-- start of Text to read --

THE WILL OF MAN IS A RATIONAL faculty: the will is bound hand-in-glove with the intellect in all human moral acts, in that confluence of intellect and free will that gives rise to rationally-drive acts Scotus calls praxis, actio. The word praxis is a transliteration of the Greek word πρᾶξις. The word is adopted by Scotus from Aristotle where he used it as one of three basic activities of free men: theoria (θεωρία), praxis (πρᾶξις), and poiesis (ποίησις), which correspond respectively with three kinds of knowledge, theoretical, practical, and productive. (In Latin, the corresponding words are contemplatio (or contemplation), actio (action), and creatio (fabrication or creation).
The word praxis includes both the practice by which an intellectual or practical habit may be acquired, as well as the manner in which an idea is applied to, realized, or made extrinsic. It has therefore a very practical connotation. Although Aristotle used the term praxis within the context of politics or social life, Scotus applied it to the ethical life. It is an important concept in his thought. Indeed, according to Nikolaus Lobkowicz, Duns Scotus was the first medieval thinker to pose explicitly the problem of praxis, the first, moreover to ask simply, "What is action?" Quid sit praxis?* References to praxis pepper Scotus's works.
What is praxis? For Scotus, praxis or action is "an act of some power or faculty other than the intellect, that naturally follows an act of knowledge or intellection, and is suited by nature to be elicited in accord with correct knowledge if it is to be right." Lectura, prol., pars 4, qq. 102 (Wolter, 127).
Various components are identified by Scotus in that short definition. Praxis is something other than the intellect, i.e., it is something that stems from the will. Praxis follows the intellect and so in some ways is guided but not necessarily compelled by the intellect. Praxis is an elicited act as it follows an elicited act of free will, and, in a sense, may even be said to that elicited act of free will. Finally, praxis is ordered by nature to conform to true practical knowledge if it is to be right. This suggest both that there is a true and false practical knowledge, and that an elicited act of will can be right or wrong, and so ultimately a right praxis, a praxis strictly so called, and a wrong praxis, a praxis which is inauthentic. To be right and true, praxis must be based upon an elicited act of free will that corresponds to true practical knowledge. Praxis will be wrong or false, and not really praxis at all, either if the prior practical knowledge which the elicited act of will relies upon is wrong or if the elicited act of free will chooses something other than what the practical intellect shows as true.

-- end of Text to read --
-- start of Input records --

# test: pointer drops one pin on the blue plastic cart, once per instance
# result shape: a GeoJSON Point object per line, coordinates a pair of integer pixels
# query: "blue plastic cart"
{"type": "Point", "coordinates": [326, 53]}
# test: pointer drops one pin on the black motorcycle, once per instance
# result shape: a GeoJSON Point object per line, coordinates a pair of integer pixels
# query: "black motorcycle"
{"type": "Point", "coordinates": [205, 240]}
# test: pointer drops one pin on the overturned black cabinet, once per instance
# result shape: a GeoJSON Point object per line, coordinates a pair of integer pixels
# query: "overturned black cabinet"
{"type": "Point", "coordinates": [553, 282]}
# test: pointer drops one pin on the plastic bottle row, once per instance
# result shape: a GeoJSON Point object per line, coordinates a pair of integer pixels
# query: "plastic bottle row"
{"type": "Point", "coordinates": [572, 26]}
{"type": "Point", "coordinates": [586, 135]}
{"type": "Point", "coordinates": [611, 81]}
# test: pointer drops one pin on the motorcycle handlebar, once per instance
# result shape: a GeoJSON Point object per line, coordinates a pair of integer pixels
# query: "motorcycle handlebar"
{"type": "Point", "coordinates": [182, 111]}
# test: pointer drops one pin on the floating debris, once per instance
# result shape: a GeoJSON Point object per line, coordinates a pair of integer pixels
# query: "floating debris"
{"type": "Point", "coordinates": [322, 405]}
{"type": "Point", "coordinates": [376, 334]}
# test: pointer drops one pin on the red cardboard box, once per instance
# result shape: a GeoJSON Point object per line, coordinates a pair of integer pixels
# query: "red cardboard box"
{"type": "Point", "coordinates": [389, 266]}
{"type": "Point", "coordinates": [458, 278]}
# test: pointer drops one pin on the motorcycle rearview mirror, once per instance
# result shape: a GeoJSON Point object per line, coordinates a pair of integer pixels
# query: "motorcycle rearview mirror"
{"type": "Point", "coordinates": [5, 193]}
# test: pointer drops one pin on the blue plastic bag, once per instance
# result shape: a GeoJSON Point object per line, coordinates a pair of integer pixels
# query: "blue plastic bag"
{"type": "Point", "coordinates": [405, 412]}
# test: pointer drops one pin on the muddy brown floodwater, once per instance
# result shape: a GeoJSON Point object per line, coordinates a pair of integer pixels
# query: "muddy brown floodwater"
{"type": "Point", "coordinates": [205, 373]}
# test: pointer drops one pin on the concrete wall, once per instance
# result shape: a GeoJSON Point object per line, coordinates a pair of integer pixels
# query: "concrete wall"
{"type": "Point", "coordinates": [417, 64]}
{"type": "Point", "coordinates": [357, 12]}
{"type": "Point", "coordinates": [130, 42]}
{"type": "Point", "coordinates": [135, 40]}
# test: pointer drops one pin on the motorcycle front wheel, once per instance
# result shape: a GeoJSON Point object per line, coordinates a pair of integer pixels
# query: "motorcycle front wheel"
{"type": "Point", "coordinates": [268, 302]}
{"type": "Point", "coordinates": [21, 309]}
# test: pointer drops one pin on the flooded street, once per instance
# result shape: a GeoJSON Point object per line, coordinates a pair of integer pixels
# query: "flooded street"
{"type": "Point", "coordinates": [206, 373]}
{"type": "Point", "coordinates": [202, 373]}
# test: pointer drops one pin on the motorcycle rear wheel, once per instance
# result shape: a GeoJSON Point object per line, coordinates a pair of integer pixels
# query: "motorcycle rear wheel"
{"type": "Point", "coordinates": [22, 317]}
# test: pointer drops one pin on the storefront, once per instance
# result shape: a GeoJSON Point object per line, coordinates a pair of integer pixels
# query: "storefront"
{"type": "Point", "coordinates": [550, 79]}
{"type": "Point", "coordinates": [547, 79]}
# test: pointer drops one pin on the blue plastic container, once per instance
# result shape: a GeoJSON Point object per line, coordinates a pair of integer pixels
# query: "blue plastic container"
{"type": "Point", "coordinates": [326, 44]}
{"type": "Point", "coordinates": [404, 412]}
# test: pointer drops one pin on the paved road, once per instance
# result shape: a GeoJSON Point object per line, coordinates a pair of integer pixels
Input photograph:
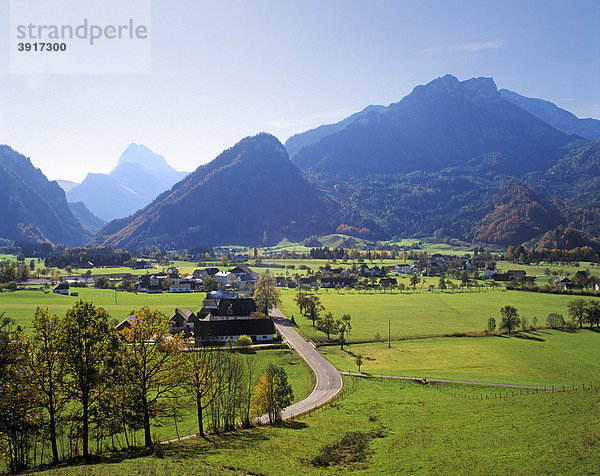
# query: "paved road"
{"type": "Point", "coordinates": [491, 384]}
{"type": "Point", "coordinates": [329, 380]}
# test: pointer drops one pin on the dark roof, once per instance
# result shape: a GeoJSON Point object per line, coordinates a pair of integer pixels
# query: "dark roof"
{"type": "Point", "coordinates": [242, 270]}
{"type": "Point", "coordinates": [234, 307]}
{"type": "Point", "coordinates": [234, 327]}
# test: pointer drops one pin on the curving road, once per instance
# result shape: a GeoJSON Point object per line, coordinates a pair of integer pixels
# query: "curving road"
{"type": "Point", "coordinates": [328, 378]}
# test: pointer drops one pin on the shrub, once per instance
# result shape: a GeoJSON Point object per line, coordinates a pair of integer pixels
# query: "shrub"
{"type": "Point", "coordinates": [555, 321]}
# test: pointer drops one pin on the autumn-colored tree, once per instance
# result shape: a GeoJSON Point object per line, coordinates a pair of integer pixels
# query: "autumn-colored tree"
{"type": "Point", "coordinates": [203, 378]}
{"type": "Point", "coordinates": [153, 362]}
{"type": "Point", "coordinates": [510, 318]}
{"type": "Point", "coordinates": [92, 351]}
{"type": "Point", "coordinates": [19, 403]}
{"type": "Point", "coordinates": [272, 393]}
{"type": "Point", "coordinates": [326, 324]}
{"type": "Point", "coordinates": [576, 310]}
{"type": "Point", "coordinates": [344, 327]}
{"type": "Point", "coordinates": [266, 295]}
{"type": "Point", "coordinates": [48, 366]}
{"type": "Point", "coordinates": [314, 308]}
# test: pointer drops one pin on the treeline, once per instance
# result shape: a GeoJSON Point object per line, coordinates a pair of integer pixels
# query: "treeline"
{"type": "Point", "coordinates": [530, 255]}
{"type": "Point", "coordinates": [77, 384]}
{"type": "Point", "coordinates": [80, 257]}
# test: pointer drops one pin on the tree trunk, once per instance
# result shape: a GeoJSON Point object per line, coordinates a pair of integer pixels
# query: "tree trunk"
{"type": "Point", "coordinates": [147, 434]}
{"type": "Point", "coordinates": [86, 428]}
{"type": "Point", "coordinates": [53, 434]}
{"type": "Point", "coordinates": [200, 422]}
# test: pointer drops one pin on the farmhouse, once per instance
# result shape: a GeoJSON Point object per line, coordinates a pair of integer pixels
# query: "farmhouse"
{"type": "Point", "coordinates": [338, 281]}
{"type": "Point", "coordinates": [61, 288]}
{"type": "Point", "coordinates": [126, 323]}
{"type": "Point", "coordinates": [183, 321]}
{"type": "Point", "coordinates": [259, 330]}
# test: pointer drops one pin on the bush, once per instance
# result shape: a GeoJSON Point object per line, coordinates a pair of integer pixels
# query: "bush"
{"type": "Point", "coordinates": [555, 321]}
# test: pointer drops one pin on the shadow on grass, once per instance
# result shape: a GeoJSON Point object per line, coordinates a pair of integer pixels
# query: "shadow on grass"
{"type": "Point", "coordinates": [529, 337]}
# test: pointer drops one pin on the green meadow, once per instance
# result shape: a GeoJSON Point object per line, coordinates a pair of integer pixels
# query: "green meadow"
{"type": "Point", "coordinates": [424, 313]}
{"type": "Point", "coordinates": [420, 428]}
{"type": "Point", "coordinates": [543, 358]}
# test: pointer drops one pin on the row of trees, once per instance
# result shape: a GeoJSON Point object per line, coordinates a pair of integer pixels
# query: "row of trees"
{"type": "Point", "coordinates": [311, 307]}
{"type": "Point", "coordinates": [580, 312]}
{"type": "Point", "coordinates": [76, 380]}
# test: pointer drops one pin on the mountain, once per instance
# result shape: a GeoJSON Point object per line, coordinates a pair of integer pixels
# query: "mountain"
{"type": "Point", "coordinates": [251, 193]}
{"type": "Point", "coordinates": [519, 214]}
{"type": "Point", "coordinates": [562, 238]}
{"type": "Point", "coordinates": [444, 123]}
{"type": "Point", "coordinates": [89, 222]}
{"type": "Point", "coordinates": [297, 141]}
{"type": "Point", "coordinates": [139, 177]}
{"type": "Point", "coordinates": [31, 206]}
{"type": "Point", "coordinates": [66, 185]}
{"type": "Point", "coordinates": [555, 116]}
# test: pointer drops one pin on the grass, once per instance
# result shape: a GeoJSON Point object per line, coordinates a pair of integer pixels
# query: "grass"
{"type": "Point", "coordinates": [424, 431]}
{"type": "Point", "coordinates": [544, 358]}
{"type": "Point", "coordinates": [424, 313]}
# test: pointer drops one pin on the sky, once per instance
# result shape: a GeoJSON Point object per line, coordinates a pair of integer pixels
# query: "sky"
{"type": "Point", "coordinates": [220, 71]}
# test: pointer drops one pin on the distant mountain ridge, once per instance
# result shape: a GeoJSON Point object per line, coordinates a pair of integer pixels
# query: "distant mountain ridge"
{"type": "Point", "coordinates": [139, 176]}
{"type": "Point", "coordinates": [444, 123]}
{"type": "Point", "coordinates": [297, 141]}
{"type": "Point", "coordinates": [250, 194]}
{"type": "Point", "coordinates": [31, 206]}
{"type": "Point", "coordinates": [555, 116]}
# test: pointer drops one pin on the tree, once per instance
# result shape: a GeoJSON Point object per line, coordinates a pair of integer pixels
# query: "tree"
{"type": "Point", "coordinates": [510, 318]}
{"type": "Point", "coordinates": [48, 369]}
{"type": "Point", "coordinates": [272, 393]}
{"type": "Point", "coordinates": [358, 360]}
{"type": "Point", "coordinates": [326, 324]}
{"type": "Point", "coordinates": [301, 300]}
{"type": "Point", "coordinates": [592, 313]}
{"type": "Point", "coordinates": [576, 310]}
{"type": "Point", "coordinates": [92, 347]}
{"type": "Point", "coordinates": [153, 362]}
{"type": "Point", "coordinates": [210, 283]}
{"type": "Point", "coordinates": [314, 308]}
{"type": "Point", "coordinates": [19, 418]}
{"type": "Point", "coordinates": [266, 294]}
{"type": "Point", "coordinates": [555, 321]}
{"type": "Point", "coordinates": [344, 327]}
{"type": "Point", "coordinates": [203, 380]}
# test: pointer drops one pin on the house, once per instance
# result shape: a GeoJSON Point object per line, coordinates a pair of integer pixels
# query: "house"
{"type": "Point", "coordinates": [183, 321]}
{"type": "Point", "coordinates": [388, 282]}
{"type": "Point", "coordinates": [517, 273]}
{"type": "Point", "coordinates": [338, 281]}
{"type": "Point", "coordinates": [180, 288]}
{"type": "Point", "coordinates": [61, 288]}
{"type": "Point", "coordinates": [259, 330]}
{"type": "Point", "coordinates": [126, 323]}
{"type": "Point", "coordinates": [239, 270]}
{"type": "Point", "coordinates": [226, 278]}
{"type": "Point", "coordinates": [563, 282]}
{"type": "Point", "coordinates": [205, 273]}
{"type": "Point", "coordinates": [307, 282]}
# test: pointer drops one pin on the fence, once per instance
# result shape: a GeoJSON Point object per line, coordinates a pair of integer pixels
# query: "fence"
{"type": "Point", "coordinates": [514, 392]}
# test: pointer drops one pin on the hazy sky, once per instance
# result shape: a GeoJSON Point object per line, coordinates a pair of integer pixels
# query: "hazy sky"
{"type": "Point", "coordinates": [222, 72]}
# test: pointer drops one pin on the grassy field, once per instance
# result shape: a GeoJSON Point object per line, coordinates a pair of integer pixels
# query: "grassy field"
{"type": "Point", "coordinates": [544, 357]}
{"type": "Point", "coordinates": [21, 305]}
{"type": "Point", "coordinates": [424, 313]}
{"type": "Point", "coordinates": [423, 430]}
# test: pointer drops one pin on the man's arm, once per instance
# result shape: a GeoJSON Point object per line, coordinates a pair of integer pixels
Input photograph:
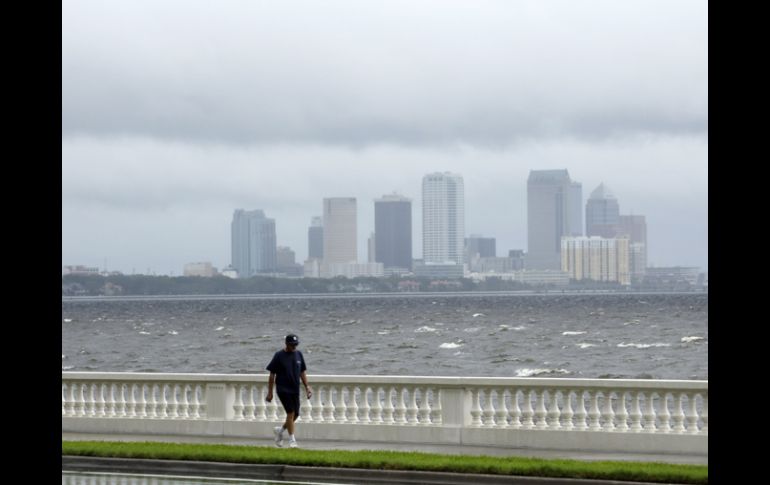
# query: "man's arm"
{"type": "Point", "coordinates": [308, 389]}
{"type": "Point", "coordinates": [270, 383]}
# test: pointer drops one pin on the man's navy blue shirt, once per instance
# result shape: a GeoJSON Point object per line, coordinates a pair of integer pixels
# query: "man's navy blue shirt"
{"type": "Point", "coordinates": [287, 366]}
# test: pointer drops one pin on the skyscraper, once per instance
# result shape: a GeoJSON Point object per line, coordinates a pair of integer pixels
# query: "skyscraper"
{"type": "Point", "coordinates": [315, 239]}
{"type": "Point", "coordinates": [393, 231]}
{"type": "Point", "coordinates": [253, 243]}
{"type": "Point", "coordinates": [443, 218]}
{"type": "Point", "coordinates": [602, 213]}
{"type": "Point", "coordinates": [550, 215]}
{"type": "Point", "coordinates": [340, 230]}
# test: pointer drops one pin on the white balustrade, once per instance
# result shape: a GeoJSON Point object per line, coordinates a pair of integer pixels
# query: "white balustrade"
{"type": "Point", "coordinates": [532, 405]}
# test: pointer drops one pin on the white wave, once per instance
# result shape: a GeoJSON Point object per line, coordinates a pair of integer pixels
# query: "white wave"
{"type": "Point", "coordinates": [692, 339]}
{"type": "Point", "coordinates": [449, 345]}
{"type": "Point", "coordinates": [643, 346]}
{"type": "Point", "coordinates": [536, 372]}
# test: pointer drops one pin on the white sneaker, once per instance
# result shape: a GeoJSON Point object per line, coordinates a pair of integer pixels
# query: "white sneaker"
{"type": "Point", "coordinates": [278, 432]}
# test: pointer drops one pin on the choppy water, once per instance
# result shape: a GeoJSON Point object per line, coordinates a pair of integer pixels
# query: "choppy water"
{"type": "Point", "coordinates": [657, 336]}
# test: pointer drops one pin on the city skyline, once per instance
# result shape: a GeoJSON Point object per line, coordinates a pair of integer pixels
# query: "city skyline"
{"type": "Point", "coordinates": [176, 113]}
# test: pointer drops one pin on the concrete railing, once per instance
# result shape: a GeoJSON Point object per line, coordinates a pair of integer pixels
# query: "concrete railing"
{"type": "Point", "coordinates": [574, 414]}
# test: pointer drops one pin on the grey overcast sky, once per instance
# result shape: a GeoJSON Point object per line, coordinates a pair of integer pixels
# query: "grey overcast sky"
{"type": "Point", "coordinates": [175, 113]}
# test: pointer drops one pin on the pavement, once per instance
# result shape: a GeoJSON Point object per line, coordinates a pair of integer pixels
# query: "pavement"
{"type": "Point", "coordinates": [378, 445]}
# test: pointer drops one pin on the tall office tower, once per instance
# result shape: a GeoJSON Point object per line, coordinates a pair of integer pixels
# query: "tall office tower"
{"type": "Point", "coordinates": [315, 239]}
{"type": "Point", "coordinates": [393, 231]}
{"type": "Point", "coordinates": [550, 195]}
{"type": "Point", "coordinates": [253, 243]}
{"type": "Point", "coordinates": [635, 228]}
{"type": "Point", "coordinates": [575, 209]}
{"type": "Point", "coordinates": [340, 230]}
{"type": "Point", "coordinates": [483, 247]}
{"type": "Point", "coordinates": [602, 213]}
{"type": "Point", "coordinates": [443, 218]}
{"type": "Point", "coordinates": [596, 258]}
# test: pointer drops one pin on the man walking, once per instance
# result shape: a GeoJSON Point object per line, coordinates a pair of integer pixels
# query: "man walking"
{"type": "Point", "coordinates": [286, 370]}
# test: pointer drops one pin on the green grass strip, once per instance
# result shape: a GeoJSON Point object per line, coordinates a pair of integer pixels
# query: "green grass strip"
{"type": "Point", "coordinates": [395, 460]}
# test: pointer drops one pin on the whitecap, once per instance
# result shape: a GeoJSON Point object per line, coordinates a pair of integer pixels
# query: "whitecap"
{"type": "Point", "coordinates": [692, 339]}
{"type": "Point", "coordinates": [449, 345]}
{"type": "Point", "coordinates": [536, 372]}
{"type": "Point", "coordinates": [643, 346]}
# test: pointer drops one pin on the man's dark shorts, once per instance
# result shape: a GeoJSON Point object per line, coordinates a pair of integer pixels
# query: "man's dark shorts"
{"type": "Point", "coordinates": [290, 402]}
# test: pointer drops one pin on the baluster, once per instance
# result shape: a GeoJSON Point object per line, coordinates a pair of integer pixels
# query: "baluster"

-- end of Input records --

_Exercise 1_
Copy the passage on Scotus and praxis above word for word, from "The word praxis includes" to "pepper Scotus's works.".
_Exercise 2_
Return every line of the rows above that contains the word "overcast".

_Full answer 1_
The word praxis includes both the practice by which an intellectual or practical habit may be acquired, as well as the manner in which an idea is applied to, realized, or made extrinsic. It has therefore a very practical connotation. Although Aristotle used the term praxis within the context of politics or social life, Scotus applied it to the ethical life. It is an important concept in his thought. Indeed, according to Nikolaus Lobkowicz, Duns Scotus was the first medieval thinker to pose explicitly the problem of praxis, the first, moreover to ask simply, "What is action?" Quid sit praxis?* References to praxis pepper Scotus's works.

_Full answer 2_
# test: pointer drops one pin on the grey overcast sky, once per instance
# query: "grey overcast sky"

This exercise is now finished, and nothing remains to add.